▶ _Data section_
|---|

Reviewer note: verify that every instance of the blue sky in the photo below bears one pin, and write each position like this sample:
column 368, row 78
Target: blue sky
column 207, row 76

|---|

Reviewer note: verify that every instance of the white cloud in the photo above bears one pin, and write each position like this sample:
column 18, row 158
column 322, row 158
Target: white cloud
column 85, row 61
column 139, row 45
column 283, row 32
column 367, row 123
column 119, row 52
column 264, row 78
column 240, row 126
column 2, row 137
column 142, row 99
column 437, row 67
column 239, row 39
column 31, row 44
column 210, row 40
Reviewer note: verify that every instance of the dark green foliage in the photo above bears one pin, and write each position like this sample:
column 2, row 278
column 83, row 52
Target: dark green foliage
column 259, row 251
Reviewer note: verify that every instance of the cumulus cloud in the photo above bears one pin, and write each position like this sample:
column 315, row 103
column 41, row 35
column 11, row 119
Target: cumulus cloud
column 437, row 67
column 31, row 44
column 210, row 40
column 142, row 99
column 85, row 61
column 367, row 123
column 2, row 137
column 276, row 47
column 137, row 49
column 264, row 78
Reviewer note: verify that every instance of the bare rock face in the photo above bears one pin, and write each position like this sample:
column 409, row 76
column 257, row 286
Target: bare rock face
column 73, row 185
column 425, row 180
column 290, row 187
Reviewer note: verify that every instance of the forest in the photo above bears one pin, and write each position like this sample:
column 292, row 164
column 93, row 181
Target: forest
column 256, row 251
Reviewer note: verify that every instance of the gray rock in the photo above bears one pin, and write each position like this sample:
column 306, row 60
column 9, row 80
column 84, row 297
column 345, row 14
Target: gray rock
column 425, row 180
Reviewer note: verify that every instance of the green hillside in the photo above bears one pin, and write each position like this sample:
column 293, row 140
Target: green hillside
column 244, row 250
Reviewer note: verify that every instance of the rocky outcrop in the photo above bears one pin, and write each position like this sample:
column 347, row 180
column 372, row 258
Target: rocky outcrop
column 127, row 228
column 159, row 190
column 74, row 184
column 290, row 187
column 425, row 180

|---|

▶ _Problem to solve_
Go through the records above and, whenever a line includes the word "bears", copy it.

▶ _Written response_
Reviewer note: verify that every instance of the blue sky in the photo below bears one pin, and write each position like this sample:
Reviewer note: verify that every instance of the white cloud in the photo above bears one pin, and write each position like this sample:
Reviewer note: verify that every instance of the dark green foliage in the photo above bears one pin, and write each position like this sample:
Reviewer note: verify that every instance of the cumulus cloud in the photo above bears one pin, and write each position like this sample:
Reviewer note: verify that every instance of the bare rock face in the photo above bears one pin, and write each position like this sample:
Reviewer note: verify that every instance of the forest in the photo above bears one pin, and write each position like this sample:
Reviewer note: verify that every instance of the gray rock in the photo above bears one pin, and write each position like this sample:
Reviewer note: verify that every instance of the green hillside in the photo above bears one pin, and write each position like this sample:
Reviewer note: verify that every instance of the rocky outcrop in the photo above bears one pin, and write each position like this sample:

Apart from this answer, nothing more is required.